___ Entries

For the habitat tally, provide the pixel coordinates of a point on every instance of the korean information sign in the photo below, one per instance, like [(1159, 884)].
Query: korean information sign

______
___ Entries

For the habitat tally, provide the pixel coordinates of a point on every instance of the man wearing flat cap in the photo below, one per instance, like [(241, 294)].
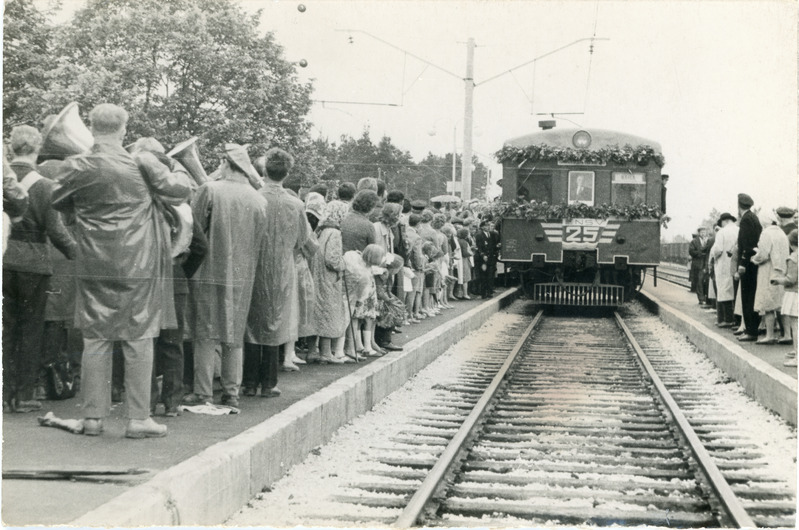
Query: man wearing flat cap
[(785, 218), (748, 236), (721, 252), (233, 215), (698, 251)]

______
___ Entries

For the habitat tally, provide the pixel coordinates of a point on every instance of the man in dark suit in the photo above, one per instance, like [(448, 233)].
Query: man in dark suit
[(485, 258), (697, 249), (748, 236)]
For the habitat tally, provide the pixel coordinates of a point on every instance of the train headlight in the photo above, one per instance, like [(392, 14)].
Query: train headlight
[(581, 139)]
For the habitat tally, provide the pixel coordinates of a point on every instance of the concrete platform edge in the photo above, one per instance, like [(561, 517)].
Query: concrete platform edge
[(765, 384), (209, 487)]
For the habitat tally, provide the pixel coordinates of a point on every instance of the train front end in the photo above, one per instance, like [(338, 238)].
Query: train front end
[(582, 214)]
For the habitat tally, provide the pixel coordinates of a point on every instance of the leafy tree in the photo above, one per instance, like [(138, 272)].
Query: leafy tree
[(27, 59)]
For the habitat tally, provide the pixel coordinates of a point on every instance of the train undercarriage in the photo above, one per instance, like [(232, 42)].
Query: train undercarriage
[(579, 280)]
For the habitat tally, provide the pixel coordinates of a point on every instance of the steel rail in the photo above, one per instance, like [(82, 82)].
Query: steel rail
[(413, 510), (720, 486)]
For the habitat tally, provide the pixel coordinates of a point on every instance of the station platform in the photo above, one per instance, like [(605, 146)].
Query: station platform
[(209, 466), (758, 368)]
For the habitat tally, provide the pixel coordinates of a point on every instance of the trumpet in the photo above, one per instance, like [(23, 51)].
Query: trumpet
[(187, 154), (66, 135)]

______

◆ **What is asked**: Format the entries from the line with "like [(392, 14)]." to the line with "[(582, 214)]" as a Markdown table with the columns Row and Text, giving each line a row number and omitting any blank lines.

◆ **Task response**:
| Row | Text |
|---|---|
| 1 | For the habitat tally, provide the pixel coordinates of a point on every instance of the train headlight in the photo above, one per instance, like [(392, 14)]. |
| 2 | Query: train headlight |
| 3 | [(581, 139)] |
| 4 | For the habitat tally, provide the pixel coordinates of a point on every instance of the concrete platform edge in the photo above, one per instance, like [(561, 517)]. |
| 5 | Query: concrete platform edge |
| 6 | [(765, 384), (209, 487)] |
| 7 | For the habitat tally, provide the pixel coordinates of a point on every instance of the train front end in the photo above, one per instance, like [(338, 238)]. |
| 8 | Query: train front end |
| 9 | [(582, 214)] |